··· Recorded information

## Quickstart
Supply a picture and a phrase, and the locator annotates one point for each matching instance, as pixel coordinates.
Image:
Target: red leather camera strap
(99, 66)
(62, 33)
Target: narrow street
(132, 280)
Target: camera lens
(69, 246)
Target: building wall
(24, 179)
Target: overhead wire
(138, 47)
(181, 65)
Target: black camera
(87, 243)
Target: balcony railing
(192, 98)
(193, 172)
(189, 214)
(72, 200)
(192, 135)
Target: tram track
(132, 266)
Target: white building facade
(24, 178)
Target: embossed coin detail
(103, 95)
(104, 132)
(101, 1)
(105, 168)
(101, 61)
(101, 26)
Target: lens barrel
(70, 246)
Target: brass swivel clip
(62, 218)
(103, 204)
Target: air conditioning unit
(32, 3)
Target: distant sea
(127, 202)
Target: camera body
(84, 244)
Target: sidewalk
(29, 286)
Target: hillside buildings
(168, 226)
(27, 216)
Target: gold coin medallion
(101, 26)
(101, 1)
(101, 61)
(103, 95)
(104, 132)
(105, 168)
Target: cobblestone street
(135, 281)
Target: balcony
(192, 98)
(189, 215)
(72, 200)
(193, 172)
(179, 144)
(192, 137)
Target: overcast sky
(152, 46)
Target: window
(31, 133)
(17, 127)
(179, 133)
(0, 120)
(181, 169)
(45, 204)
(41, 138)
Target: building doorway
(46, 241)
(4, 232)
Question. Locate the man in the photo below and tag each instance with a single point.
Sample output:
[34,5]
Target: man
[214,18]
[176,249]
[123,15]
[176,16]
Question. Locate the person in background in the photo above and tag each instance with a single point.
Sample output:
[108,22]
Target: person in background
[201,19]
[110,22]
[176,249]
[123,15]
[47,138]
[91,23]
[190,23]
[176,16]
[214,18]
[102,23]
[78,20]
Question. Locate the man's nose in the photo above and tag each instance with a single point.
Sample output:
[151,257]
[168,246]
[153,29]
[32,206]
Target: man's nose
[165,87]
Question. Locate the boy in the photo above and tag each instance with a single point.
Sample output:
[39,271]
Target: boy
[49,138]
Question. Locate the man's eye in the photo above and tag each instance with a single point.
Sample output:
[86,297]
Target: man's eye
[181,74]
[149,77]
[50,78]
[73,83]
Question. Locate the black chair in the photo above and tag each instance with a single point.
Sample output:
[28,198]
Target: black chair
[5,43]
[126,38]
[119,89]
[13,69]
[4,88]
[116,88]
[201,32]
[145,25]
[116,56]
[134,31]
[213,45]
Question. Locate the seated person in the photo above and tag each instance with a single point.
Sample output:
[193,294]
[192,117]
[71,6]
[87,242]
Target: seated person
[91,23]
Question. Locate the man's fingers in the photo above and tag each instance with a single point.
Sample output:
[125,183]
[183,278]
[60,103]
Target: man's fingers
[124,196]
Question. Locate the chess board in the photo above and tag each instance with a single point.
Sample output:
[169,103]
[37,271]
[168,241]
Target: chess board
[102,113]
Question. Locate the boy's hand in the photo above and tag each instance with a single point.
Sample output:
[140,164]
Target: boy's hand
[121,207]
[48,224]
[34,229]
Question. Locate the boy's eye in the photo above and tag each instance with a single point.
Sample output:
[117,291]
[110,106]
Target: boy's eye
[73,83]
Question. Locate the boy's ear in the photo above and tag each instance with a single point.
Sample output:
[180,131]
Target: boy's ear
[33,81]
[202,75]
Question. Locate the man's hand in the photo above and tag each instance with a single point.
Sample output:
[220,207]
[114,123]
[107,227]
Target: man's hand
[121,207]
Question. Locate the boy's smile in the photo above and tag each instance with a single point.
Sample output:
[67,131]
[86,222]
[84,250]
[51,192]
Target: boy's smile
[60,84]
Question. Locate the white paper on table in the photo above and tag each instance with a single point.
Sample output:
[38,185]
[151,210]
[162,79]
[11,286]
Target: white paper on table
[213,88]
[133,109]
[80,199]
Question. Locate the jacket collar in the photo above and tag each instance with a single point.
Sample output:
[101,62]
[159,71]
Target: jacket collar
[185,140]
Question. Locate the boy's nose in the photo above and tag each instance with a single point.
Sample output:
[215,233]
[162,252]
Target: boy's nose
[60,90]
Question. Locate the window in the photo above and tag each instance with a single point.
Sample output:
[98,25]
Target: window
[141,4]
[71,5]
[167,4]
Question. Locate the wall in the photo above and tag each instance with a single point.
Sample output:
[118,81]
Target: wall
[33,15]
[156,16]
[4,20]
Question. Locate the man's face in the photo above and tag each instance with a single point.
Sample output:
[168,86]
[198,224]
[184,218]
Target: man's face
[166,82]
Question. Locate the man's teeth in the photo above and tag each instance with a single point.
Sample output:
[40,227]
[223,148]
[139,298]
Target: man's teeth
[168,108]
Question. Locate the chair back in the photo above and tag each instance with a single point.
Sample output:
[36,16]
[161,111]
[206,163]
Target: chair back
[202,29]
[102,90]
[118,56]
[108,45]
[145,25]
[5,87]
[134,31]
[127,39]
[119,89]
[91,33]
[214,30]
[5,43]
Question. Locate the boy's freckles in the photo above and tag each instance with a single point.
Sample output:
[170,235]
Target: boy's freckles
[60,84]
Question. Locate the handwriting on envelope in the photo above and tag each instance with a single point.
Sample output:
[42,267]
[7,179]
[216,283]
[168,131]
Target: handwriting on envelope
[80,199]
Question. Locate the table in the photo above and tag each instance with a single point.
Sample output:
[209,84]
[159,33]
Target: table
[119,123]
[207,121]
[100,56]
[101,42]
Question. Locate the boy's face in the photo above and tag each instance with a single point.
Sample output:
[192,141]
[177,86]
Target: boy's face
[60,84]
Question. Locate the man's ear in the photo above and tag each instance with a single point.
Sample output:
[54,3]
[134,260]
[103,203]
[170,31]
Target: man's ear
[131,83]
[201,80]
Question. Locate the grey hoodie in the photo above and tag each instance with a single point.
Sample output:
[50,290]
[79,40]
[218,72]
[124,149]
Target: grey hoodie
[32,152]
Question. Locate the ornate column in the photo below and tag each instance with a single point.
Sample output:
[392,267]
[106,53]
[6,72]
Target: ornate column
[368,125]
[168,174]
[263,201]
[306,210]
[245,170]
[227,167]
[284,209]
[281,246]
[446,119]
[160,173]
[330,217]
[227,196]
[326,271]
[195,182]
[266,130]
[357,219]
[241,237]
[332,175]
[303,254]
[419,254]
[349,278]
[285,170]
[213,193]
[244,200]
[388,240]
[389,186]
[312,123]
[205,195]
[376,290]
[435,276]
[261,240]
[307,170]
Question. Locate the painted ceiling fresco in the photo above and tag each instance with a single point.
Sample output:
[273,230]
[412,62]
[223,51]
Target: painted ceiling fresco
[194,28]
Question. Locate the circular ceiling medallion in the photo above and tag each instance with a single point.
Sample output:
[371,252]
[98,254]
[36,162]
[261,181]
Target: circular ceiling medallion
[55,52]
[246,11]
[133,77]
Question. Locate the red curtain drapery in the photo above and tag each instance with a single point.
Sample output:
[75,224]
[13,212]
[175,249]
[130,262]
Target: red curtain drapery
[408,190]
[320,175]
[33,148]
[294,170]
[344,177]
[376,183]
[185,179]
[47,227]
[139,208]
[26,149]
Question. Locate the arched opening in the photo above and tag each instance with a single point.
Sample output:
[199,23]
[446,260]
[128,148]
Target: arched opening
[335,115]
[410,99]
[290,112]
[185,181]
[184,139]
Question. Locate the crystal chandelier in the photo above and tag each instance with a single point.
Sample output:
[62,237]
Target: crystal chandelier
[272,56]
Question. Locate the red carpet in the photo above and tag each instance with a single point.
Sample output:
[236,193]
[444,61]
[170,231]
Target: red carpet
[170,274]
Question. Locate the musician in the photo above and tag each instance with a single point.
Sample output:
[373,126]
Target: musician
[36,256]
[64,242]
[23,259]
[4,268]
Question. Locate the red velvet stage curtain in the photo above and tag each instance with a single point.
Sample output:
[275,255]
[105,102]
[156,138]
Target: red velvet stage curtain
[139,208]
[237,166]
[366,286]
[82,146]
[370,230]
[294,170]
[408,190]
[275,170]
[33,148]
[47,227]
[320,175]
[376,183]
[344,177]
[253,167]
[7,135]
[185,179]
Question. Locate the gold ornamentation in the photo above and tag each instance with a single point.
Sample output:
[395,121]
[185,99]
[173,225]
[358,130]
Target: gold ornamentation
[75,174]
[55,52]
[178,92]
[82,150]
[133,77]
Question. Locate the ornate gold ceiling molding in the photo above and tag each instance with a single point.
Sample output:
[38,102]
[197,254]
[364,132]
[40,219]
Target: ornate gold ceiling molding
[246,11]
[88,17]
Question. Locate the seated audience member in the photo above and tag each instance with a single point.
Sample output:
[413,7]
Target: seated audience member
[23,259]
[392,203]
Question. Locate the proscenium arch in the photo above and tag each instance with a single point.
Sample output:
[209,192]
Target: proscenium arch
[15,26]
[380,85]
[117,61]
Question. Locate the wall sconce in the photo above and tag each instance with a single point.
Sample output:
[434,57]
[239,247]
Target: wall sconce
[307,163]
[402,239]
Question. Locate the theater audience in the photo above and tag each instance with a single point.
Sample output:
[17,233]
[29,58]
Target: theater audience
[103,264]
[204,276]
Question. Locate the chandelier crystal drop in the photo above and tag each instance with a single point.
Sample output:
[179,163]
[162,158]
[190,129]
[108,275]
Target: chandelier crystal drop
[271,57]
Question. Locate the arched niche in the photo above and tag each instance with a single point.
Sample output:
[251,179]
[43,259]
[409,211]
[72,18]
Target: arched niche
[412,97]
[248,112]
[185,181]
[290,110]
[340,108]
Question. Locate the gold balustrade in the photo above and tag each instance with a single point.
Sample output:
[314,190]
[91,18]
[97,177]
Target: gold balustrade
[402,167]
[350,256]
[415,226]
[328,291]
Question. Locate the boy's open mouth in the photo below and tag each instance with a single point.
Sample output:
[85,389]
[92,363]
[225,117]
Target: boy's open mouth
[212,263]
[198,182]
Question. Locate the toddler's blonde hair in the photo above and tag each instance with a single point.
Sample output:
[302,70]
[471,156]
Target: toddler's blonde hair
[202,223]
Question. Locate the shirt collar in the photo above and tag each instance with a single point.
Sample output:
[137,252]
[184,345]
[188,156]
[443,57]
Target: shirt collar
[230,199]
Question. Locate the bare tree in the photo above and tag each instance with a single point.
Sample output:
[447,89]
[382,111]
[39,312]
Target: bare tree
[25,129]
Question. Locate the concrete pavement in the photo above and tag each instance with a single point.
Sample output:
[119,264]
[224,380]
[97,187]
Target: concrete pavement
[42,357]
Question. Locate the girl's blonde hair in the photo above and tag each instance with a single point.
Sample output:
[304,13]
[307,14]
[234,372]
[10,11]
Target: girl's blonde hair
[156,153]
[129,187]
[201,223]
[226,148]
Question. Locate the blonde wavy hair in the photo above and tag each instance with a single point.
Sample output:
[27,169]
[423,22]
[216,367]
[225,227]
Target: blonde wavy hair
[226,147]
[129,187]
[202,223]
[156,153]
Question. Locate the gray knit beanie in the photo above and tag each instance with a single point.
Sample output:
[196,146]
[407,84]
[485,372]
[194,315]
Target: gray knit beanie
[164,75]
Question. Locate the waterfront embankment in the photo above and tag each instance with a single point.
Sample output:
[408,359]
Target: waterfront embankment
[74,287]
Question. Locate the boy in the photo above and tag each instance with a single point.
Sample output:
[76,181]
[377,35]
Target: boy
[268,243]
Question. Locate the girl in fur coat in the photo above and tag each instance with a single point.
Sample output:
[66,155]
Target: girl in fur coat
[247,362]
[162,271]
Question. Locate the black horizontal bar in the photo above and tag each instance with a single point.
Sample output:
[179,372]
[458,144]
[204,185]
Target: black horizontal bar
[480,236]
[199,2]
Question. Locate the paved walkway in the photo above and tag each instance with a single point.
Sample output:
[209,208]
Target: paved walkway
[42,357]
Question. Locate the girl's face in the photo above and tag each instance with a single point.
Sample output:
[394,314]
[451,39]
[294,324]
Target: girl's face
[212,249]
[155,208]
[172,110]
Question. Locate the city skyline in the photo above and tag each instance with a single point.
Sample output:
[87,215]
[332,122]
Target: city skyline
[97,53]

······

__Direction__:
Include both ends. Return the line holding "Question. Locate the gray" and all lines after it in the records above, exactly as written.

__Exercise result__:
Question. Locate the gray knit beanie in the photo above and tag each instance with a single point.
Sample output:
[196,146]
[407,84]
[485,372]
[194,315]
Target: gray knit beanie
[164,75]
Question. Locate the waterfront embankment in the photo above and tag each instance with a single point.
Sample output:
[408,359]
Target: waterfront embankment
[74,287]
Question. Locate the boy in the photo above and tag each instance with a single point.
Sample output:
[76,181]
[377,35]
Target: boy
[268,243]
Question. Locate the girl in fur coat in the photo above and tag each instance with a single point.
Sample output:
[66,155]
Target: girl in fur coat
[247,362]
[162,271]
Question. Locate the black horizontal bar in the photo above and tag each instance with a single point.
Sample output:
[179,372]
[458,144]
[204,185]
Target: black horizontal bar
[480,236]
[199,2]
Question. Locate the paved walkway in the photo above and tag each instance with a single point.
Sample output:
[209,208]
Target: paved walkway
[42,357]
Question. Locate the girl's face in the photo above and tag each instance with a single point.
Sample output:
[394,314]
[451,39]
[294,324]
Target: girl's face
[212,249]
[155,208]
[172,110]
Question. Locate the city skyline in the photo above and tag each instance with a single point.
Sample output:
[87,215]
[332,122]
Target: city skyline
[97,53]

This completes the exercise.